Page excerpt →
Cybersecurity requirements for critical infrastructure
In March 2021, Secretary of Homeland Security Mayorkas announced a series of initiatives to strengthen cybersecurity for critical infrastructure, citing ransomware as a national security threat driving the effort. Less than two months later, the Colonial Pipeline ransomware event disrupted the East Coast fuel supply.
Not long after the Colonial attack, the Transportation Security Administration (TSA) exercised its authority to impose security regulations on the pipeline sector. Through two separate rules, TSA required pipeline operators to establish incident response and recovery plans, implement mitigation measures to protect against ransomware attacks, and undergo annual cybersecurity audits and architecture reviews, among other things.
In December 2021, TSA also issued new security regulations for the aviation, freight rail, and passenger rail sectors. The regulations require (among other things) reporting ransomware incidents to CISA and maintaining an incident response plan to detect, mitigate, and recover from ransomware attacks.
Ransomware is a key motivating factor in the sudden tightening of cybersecurity requirements. Previously, the cybersecurity regulations for pipelines were voluntary, with an accommodative relationship between pipeline operators and their regulators. Policymakers are increasingly voicing concern that other critical infrastructure sectors are in a similar position. With basic societal needs at risk when ransomware successfully disrupts critical infrastructure operations, some lawmakers are signaling openness to creating additional cybersecurity regulations for critical sectors.

Stated goal →
Answer these questions from the passage on cybersecurity requirements for critical infrastructure:
1. In what month and year did Secretary Mayorkas announce the initiatives?
2. Which three sectors got new TSA security regulations in December 2021?
3. What was the status of cybersecurity regulations for pipelines before they were tightened?

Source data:

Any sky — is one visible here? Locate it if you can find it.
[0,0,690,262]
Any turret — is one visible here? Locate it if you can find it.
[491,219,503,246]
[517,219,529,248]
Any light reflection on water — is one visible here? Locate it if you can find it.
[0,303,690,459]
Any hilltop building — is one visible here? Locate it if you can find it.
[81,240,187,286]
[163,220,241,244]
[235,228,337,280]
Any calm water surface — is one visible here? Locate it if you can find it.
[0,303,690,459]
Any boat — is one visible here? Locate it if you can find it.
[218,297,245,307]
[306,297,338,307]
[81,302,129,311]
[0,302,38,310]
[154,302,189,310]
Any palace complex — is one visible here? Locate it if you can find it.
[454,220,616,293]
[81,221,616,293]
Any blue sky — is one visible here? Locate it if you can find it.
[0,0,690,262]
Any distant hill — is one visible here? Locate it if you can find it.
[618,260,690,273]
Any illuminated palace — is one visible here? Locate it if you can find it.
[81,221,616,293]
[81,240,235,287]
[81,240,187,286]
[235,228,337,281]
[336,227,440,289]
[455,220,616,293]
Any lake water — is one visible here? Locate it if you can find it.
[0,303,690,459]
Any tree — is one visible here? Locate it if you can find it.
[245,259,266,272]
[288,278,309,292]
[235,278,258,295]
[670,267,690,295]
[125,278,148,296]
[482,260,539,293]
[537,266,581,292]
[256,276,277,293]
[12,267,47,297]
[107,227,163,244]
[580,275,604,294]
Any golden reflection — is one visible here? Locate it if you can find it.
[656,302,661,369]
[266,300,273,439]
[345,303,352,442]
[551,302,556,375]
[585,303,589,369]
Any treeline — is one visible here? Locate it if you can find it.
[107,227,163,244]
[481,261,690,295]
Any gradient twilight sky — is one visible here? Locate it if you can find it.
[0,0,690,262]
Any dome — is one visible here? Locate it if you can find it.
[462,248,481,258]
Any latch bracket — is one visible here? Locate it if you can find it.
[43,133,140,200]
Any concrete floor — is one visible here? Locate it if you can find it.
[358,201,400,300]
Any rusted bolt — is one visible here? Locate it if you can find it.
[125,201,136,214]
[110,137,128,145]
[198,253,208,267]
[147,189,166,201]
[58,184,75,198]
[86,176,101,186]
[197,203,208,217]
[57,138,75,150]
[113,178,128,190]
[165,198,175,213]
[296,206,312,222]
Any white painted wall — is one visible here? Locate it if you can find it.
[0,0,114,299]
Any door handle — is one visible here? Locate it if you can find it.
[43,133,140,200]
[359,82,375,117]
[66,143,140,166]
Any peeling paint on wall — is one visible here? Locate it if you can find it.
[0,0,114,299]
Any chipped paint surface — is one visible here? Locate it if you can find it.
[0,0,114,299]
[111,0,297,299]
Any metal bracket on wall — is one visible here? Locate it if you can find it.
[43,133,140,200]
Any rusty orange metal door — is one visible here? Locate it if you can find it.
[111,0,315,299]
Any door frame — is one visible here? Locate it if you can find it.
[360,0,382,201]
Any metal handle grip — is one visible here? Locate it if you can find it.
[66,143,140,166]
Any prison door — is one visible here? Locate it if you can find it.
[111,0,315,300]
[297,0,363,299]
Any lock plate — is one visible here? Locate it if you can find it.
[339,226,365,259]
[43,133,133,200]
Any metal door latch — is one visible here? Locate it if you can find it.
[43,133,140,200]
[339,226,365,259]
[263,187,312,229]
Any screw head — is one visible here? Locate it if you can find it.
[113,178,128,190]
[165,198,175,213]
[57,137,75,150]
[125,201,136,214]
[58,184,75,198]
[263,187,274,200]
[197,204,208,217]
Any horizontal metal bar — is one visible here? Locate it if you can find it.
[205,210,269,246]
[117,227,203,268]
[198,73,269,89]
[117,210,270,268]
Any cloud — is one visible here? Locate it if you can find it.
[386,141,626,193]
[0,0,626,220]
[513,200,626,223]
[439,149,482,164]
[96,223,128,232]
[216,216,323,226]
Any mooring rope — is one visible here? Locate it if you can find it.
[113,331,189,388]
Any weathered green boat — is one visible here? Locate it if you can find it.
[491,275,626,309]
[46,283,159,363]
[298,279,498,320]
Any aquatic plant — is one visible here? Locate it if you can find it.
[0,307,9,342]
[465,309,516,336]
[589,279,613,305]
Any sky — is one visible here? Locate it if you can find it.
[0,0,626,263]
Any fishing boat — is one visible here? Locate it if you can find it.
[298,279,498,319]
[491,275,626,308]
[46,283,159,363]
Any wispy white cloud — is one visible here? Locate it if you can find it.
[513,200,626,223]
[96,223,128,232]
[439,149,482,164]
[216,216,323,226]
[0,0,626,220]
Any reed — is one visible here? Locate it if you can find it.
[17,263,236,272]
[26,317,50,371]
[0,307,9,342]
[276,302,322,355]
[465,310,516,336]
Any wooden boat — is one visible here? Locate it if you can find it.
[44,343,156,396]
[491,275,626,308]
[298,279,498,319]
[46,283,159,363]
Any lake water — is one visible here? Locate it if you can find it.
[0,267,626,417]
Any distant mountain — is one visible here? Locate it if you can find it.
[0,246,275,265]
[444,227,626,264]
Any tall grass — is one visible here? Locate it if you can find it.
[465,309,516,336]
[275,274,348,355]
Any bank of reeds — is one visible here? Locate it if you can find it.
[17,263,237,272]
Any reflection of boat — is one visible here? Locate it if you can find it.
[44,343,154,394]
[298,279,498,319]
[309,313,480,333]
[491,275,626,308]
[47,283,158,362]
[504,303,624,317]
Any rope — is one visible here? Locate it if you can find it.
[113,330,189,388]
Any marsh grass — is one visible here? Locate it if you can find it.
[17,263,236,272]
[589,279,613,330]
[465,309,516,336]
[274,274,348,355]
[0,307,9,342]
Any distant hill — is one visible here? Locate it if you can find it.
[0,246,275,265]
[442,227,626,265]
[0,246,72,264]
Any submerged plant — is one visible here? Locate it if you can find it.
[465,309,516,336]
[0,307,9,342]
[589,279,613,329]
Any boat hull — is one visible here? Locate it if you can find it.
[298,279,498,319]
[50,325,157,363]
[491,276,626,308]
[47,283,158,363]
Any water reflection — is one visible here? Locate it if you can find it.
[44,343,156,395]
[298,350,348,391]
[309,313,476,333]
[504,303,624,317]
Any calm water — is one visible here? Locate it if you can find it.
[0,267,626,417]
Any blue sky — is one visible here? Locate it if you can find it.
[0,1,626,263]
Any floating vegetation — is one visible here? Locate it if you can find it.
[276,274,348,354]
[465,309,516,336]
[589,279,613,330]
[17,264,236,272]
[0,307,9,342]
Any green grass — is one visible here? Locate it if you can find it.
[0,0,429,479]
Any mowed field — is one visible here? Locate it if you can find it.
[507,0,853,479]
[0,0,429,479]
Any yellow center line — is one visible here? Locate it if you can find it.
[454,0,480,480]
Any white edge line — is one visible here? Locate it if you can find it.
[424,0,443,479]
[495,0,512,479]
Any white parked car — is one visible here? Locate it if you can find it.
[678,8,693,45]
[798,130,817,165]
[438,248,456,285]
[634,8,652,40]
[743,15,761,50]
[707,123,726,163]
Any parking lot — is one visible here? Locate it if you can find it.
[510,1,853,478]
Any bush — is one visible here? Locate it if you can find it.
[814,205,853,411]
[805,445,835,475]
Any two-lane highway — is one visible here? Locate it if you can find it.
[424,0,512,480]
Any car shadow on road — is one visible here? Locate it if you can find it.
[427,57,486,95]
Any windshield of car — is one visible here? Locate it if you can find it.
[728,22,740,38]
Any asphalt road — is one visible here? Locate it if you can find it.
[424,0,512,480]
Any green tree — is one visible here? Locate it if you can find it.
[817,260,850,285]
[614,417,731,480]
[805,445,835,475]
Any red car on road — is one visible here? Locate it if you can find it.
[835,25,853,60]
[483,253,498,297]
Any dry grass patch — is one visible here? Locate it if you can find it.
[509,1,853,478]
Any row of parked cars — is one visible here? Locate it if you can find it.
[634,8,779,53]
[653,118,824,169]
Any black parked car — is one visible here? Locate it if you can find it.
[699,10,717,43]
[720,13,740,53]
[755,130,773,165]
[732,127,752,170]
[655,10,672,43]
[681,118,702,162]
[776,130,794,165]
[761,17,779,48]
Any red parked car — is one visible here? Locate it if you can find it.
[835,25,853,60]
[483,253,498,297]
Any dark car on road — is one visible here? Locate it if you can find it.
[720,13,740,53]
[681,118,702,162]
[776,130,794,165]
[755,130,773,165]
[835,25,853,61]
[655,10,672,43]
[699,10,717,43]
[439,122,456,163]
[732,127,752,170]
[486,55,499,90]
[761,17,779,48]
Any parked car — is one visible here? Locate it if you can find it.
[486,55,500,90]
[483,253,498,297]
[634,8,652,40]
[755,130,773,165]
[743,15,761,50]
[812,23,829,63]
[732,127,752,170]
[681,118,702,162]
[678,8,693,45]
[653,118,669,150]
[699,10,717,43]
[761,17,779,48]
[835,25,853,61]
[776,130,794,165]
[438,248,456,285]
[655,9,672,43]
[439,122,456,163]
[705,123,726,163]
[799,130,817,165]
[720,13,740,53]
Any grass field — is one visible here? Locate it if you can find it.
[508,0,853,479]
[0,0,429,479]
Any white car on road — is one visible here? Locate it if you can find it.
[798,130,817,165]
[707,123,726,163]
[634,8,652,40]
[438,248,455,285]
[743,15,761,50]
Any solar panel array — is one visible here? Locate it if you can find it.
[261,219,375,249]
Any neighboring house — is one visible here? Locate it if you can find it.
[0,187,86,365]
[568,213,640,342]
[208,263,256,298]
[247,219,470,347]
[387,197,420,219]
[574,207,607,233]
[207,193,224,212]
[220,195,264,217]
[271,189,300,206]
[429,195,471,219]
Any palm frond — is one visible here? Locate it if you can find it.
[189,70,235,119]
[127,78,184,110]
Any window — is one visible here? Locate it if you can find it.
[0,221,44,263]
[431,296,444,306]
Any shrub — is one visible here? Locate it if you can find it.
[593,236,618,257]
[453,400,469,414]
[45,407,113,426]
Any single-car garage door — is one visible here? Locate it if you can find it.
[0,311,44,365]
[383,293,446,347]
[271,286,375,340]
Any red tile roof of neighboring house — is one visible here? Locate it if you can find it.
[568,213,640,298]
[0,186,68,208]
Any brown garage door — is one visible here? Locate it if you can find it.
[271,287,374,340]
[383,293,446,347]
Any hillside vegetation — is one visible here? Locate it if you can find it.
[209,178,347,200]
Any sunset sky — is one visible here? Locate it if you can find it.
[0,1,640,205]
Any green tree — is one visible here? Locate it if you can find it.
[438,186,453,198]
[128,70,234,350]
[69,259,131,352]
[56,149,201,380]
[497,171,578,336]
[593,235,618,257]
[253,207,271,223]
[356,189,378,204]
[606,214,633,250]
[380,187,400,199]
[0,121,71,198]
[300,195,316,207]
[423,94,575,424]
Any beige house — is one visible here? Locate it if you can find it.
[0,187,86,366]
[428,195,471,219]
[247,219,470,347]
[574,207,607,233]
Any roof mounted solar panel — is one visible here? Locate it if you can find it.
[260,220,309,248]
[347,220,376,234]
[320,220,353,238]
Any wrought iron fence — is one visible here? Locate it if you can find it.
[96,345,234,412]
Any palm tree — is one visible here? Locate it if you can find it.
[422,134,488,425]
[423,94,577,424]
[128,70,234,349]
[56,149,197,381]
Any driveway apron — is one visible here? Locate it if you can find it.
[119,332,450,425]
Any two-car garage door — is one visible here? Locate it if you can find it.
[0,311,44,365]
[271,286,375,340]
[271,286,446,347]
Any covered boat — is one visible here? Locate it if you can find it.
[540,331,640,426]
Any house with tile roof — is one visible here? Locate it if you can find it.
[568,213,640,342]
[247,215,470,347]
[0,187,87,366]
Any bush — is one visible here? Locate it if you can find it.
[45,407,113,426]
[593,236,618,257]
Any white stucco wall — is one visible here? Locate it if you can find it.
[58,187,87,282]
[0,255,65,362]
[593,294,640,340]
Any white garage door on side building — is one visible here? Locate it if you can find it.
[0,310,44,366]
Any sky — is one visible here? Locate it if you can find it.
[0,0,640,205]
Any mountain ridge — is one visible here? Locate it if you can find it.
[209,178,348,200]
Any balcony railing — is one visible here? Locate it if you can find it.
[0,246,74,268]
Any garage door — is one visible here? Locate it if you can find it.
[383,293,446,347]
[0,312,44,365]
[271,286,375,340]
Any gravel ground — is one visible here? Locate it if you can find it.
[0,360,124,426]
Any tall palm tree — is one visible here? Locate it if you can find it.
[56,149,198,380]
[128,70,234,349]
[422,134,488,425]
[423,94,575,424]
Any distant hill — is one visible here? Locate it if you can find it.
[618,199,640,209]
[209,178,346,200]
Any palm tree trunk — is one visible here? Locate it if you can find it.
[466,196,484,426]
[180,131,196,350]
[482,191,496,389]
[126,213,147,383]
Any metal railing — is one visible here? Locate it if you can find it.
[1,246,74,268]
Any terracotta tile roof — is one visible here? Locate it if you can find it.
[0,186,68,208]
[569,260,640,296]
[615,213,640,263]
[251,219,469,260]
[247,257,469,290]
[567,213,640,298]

Task solution →
1. March 2021
2. Aviation, freight rail, and passenger rail
3. They were voluntary.